#### EXERCISE INSTRUCTIONS:
Please give back only the lines below from the one containing "Target: stirrup" to the one containing "of the blue", each repeated word for word, both ends included.

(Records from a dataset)
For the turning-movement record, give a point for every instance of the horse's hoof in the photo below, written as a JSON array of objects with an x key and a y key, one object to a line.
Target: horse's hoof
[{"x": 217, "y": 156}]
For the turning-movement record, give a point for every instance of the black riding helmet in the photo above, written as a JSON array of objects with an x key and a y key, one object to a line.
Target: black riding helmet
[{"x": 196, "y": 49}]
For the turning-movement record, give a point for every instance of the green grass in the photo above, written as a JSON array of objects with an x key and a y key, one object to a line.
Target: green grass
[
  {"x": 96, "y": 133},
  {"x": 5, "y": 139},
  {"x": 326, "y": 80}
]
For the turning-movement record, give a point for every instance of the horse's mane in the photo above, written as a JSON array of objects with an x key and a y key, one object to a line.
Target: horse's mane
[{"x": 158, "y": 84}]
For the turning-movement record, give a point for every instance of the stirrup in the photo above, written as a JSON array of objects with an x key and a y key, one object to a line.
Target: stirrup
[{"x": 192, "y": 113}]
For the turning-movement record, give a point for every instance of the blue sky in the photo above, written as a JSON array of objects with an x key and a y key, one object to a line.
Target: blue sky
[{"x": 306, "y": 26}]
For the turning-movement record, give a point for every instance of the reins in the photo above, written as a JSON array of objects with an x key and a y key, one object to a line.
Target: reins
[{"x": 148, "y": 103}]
...
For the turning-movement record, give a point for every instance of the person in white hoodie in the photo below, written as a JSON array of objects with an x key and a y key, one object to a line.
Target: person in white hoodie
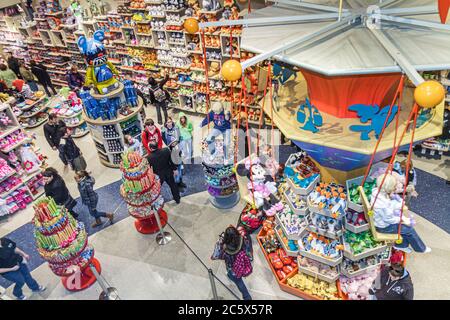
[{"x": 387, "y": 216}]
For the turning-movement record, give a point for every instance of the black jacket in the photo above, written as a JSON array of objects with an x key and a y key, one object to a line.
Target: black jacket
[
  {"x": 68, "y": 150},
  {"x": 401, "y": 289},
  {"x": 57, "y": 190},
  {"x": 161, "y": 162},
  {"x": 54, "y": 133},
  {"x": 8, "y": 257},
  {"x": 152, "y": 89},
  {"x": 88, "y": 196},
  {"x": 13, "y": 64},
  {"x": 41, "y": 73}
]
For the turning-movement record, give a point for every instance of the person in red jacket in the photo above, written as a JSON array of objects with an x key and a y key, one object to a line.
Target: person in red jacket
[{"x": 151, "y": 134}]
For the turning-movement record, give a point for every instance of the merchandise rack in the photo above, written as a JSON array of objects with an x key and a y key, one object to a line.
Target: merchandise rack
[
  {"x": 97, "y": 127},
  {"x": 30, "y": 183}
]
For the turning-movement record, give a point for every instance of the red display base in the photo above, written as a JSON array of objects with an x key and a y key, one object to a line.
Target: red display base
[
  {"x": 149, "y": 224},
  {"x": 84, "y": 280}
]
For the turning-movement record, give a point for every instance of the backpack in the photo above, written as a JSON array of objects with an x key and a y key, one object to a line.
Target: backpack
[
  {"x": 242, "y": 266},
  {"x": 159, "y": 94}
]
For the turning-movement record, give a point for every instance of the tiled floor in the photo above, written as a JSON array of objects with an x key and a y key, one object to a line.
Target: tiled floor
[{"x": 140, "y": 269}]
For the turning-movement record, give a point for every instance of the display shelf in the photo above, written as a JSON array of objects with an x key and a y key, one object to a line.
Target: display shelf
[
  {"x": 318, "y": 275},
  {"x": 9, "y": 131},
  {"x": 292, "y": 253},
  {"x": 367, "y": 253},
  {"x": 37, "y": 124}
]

#### ANSWER TO THE EXERCISE:
Target: stirrup
[{"x": 192, "y": 113}]
For the turning-movement record, give a point for every instance of the blue sky in the photo above, written as a JSON array of objects with an x key and a y key, one object to a line.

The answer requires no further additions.